# Start of Exercise material

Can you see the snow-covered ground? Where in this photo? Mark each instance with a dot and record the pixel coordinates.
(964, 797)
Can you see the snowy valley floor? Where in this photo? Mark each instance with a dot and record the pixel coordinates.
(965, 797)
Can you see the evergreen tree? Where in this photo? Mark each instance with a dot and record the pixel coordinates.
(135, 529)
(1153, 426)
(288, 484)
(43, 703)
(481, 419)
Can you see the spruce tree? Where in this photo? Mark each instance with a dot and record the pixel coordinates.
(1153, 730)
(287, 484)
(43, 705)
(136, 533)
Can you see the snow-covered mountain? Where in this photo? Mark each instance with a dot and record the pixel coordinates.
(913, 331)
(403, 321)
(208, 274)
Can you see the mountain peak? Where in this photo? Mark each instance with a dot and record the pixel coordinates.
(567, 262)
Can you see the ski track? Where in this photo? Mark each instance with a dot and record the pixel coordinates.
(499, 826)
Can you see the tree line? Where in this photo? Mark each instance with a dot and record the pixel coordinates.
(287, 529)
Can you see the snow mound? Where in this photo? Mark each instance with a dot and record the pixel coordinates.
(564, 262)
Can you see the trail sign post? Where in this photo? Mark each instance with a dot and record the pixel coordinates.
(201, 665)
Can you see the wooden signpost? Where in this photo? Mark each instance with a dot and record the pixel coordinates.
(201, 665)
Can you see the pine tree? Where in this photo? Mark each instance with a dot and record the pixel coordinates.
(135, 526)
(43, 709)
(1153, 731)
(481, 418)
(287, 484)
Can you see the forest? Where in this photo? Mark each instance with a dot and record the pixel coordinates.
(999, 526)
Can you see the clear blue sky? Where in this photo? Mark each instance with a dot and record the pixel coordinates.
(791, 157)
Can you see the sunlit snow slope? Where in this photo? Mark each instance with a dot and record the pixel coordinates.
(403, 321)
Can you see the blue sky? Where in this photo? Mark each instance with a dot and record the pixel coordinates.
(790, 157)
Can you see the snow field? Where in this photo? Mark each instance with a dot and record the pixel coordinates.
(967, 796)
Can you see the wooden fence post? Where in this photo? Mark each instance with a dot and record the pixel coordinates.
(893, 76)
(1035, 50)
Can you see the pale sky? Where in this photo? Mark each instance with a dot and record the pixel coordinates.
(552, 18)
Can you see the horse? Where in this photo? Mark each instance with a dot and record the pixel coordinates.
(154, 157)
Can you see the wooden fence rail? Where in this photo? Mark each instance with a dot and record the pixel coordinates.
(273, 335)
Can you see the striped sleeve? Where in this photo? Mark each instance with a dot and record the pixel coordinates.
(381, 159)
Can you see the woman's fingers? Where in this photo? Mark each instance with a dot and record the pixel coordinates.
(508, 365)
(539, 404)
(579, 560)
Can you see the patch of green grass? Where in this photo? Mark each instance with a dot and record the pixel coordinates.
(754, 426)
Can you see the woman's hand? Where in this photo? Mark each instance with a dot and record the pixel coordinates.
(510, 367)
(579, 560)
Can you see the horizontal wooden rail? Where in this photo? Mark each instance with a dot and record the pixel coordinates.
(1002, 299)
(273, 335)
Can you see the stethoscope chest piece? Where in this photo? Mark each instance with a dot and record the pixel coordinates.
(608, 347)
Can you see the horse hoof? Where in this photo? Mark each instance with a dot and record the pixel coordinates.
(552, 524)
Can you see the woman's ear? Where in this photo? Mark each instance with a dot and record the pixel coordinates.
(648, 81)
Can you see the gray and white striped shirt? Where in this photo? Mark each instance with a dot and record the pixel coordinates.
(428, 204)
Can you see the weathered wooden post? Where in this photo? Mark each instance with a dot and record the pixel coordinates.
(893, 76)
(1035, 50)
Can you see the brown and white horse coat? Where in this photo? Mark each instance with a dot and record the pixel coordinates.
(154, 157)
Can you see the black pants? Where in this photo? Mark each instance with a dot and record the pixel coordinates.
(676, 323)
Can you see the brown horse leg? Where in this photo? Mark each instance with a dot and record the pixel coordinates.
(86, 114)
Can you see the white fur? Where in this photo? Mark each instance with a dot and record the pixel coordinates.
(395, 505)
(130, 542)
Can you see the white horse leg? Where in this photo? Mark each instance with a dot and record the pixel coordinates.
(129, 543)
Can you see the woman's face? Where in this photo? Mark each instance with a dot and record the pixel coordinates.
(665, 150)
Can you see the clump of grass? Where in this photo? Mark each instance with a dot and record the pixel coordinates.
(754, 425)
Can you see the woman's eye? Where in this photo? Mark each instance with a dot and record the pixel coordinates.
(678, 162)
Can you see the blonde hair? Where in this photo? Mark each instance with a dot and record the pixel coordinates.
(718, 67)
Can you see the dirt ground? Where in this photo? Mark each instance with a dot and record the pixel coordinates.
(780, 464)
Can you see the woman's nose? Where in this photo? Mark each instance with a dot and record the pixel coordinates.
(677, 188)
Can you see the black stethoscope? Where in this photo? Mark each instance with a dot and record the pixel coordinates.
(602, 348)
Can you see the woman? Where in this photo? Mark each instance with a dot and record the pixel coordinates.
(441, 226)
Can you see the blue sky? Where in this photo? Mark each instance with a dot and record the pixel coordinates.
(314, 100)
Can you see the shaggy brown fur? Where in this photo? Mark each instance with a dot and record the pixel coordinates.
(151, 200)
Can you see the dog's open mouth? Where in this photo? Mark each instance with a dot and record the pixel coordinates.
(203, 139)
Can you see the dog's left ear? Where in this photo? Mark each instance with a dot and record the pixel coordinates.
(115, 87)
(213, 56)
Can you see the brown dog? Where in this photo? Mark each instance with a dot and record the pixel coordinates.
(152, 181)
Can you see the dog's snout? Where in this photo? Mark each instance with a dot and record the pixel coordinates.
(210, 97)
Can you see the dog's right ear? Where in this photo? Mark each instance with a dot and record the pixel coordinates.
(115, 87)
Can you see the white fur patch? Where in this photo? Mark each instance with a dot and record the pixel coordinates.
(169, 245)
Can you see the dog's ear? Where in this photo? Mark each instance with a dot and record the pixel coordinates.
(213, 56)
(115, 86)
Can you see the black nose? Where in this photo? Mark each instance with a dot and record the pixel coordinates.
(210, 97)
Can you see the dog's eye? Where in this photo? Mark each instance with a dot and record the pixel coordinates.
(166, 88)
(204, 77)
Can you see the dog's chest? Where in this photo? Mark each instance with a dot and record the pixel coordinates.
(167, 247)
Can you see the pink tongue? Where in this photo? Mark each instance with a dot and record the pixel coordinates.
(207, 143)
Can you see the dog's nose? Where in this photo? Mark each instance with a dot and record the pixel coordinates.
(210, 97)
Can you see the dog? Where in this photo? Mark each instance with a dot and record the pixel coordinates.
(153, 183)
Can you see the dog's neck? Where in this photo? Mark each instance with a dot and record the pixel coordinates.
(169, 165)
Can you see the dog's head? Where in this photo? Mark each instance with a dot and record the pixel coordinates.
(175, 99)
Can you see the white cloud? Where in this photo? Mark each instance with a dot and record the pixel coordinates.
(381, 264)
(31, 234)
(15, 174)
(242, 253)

# End of Exercise material
# Start of Exercise material

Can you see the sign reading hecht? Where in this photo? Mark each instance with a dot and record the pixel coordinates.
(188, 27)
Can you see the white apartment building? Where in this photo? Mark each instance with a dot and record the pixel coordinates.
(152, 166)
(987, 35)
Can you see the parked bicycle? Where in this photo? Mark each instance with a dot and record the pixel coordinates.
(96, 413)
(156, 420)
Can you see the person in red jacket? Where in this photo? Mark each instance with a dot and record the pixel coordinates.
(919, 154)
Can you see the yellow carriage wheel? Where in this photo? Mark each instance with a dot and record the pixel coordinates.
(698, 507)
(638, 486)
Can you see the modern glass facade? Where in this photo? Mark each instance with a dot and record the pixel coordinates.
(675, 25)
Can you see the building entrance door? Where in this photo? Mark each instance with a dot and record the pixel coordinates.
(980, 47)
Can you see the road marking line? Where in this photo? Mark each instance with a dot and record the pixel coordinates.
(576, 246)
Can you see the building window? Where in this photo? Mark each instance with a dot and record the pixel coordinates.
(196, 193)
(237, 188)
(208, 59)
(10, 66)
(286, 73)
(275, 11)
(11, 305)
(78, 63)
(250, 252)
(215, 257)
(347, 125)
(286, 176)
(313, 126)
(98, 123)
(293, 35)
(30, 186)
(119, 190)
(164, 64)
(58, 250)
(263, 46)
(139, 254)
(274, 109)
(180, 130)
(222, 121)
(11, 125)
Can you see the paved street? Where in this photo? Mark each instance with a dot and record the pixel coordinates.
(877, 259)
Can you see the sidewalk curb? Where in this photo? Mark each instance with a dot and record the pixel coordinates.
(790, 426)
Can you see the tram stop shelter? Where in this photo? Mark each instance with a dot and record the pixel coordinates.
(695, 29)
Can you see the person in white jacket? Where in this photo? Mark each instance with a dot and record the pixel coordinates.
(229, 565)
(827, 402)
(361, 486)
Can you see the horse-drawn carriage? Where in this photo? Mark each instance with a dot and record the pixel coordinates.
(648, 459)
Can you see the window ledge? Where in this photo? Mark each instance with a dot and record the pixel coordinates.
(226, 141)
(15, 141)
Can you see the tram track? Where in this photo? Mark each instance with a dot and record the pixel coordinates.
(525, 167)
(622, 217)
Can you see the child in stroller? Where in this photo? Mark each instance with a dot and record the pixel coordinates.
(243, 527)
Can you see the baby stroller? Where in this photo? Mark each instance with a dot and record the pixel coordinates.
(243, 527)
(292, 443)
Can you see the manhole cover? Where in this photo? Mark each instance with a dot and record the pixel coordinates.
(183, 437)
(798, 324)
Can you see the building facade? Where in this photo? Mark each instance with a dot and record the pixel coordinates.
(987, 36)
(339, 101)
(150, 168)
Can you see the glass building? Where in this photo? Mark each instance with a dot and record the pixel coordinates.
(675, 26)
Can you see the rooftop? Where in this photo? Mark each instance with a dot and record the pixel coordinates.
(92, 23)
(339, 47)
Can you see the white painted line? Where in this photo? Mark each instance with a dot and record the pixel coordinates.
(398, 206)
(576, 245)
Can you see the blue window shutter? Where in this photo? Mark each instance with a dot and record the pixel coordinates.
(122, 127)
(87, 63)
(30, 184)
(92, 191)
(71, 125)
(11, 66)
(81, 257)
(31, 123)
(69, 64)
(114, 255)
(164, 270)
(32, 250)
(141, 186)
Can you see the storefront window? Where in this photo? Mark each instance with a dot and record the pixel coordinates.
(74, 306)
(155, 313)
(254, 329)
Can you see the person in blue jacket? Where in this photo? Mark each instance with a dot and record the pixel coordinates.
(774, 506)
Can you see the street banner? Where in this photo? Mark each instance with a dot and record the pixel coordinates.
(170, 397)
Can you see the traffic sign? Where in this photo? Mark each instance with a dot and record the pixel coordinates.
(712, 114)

# End of Exercise material

Your objective. Pull out every line in the rows above that contains the string "facade". Does a line with the string in different capitalization count? No: the match must be case-sensitive.

Answer for the task.
Can you see the modern glass facade? Where in this photo? Mark each instance with a dot and record the pixel coordinates.
Can you see the building facade? Where in this photo? Mark each instance with a dot and record the pixel coordinates.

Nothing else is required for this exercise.